= REQUIRED WORK =
Could you render the entries as a two-column CSV headed brief and boxes, with one row per entry, its text under brief and its answer under boxes, each in a single quoted field with line breaks replaced by spaces? Begin at the line that has "Project brief: we need tight boxes for every red-edged" and stop after the line that has "xmin=79 ymin=28 xmax=580 ymax=498".

= INFORMATION GIVEN =

----------

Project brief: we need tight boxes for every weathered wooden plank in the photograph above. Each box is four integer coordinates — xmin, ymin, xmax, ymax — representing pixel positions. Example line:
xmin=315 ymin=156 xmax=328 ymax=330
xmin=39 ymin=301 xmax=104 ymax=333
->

----------

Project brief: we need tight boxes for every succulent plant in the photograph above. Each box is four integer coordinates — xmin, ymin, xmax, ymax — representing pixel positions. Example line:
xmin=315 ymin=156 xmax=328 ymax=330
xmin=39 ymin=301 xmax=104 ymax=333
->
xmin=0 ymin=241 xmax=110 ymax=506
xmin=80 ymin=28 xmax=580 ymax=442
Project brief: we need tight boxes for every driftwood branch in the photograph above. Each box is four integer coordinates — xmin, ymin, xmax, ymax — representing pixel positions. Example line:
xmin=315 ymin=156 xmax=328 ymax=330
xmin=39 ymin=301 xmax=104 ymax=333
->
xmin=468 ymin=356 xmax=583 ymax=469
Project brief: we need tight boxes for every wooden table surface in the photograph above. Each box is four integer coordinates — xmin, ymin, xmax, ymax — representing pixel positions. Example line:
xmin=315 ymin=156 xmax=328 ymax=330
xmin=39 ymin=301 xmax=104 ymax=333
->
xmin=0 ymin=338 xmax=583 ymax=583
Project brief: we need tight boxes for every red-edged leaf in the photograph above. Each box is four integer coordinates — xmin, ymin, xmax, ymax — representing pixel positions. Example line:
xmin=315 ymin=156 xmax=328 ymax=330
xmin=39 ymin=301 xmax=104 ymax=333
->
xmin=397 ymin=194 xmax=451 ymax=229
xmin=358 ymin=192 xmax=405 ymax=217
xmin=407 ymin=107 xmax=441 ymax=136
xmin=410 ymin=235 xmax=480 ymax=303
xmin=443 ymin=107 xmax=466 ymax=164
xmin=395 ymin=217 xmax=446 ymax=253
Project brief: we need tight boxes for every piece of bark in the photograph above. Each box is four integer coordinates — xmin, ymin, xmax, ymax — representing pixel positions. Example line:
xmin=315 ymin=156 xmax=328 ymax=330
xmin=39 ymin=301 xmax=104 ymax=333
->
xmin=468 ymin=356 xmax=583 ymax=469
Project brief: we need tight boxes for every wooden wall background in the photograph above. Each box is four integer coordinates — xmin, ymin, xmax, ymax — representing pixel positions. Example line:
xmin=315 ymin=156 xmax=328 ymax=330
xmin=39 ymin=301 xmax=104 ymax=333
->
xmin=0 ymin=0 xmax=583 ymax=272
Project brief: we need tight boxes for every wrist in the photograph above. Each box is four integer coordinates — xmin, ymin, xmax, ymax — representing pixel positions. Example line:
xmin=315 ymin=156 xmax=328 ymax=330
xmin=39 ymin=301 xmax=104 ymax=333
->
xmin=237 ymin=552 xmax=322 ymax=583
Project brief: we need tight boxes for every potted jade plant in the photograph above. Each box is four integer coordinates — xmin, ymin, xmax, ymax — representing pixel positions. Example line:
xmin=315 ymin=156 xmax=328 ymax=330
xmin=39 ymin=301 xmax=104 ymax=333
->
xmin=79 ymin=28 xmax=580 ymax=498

----------

= ANSWER FOR THIS EXERCISE =
brief,boxes
"Project brief: we need tight boxes for every red-edged leaf in the photograph above. Each box is four integer coordinates — xmin, ymin, xmax, ymax — representing pixel positions. Example line: xmin=315 ymin=156 xmax=328 ymax=330 xmin=39 ymin=301 xmax=104 ymax=333 ->","xmin=397 ymin=194 xmax=451 ymax=229 xmin=358 ymin=192 xmax=405 ymax=217 xmin=407 ymin=107 xmax=441 ymax=136 xmin=410 ymin=235 xmax=480 ymax=303 xmin=443 ymin=107 xmax=466 ymax=164 xmin=395 ymin=217 xmax=446 ymax=253"
"Project brief: we need tight boxes for every piece of bark in the photograph above. Each box is four integer coordinates — xmin, ymin, xmax, ymax — representing pixel positions. Example line: xmin=315 ymin=156 xmax=328 ymax=330 xmin=39 ymin=301 xmax=104 ymax=333 ->","xmin=468 ymin=356 xmax=583 ymax=469"
"Project brief: we need tight boxes for every wooden wall background in the photograph above. Each box is four integer coordinates — xmin, ymin, xmax, ymax — representing pixel positions. Example line: xmin=315 ymin=156 xmax=328 ymax=330 xmin=39 ymin=301 xmax=104 ymax=333 ->","xmin=0 ymin=0 xmax=583 ymax=272"
"Project brief: we need tight boxes for every wrist in the photograph above. Each box is four integer coordinates — xmin, ymin, xmax, ymax — representing pixel positions. Example line: xmin=315 ymin=156 xmax=328 ymax=330 xmin=39 ymin=301 xmax=104 ymax=333 ->","xmin=237 ymin=552 xmax=322 ymax=583"
"Project brief: we need tight boxes for every potted jade plant in the photograph above. Each box is four integer coordinates — xmin, ymin, xmax, ymax — representing pixel positions. Example line: xmin=315 ymin=156 xmax=328 ymax=330 xmin=39 ymin=301 xmax=104 ymax=333 ->","xmin=79 ymin=28 xmax=580 ymax=498"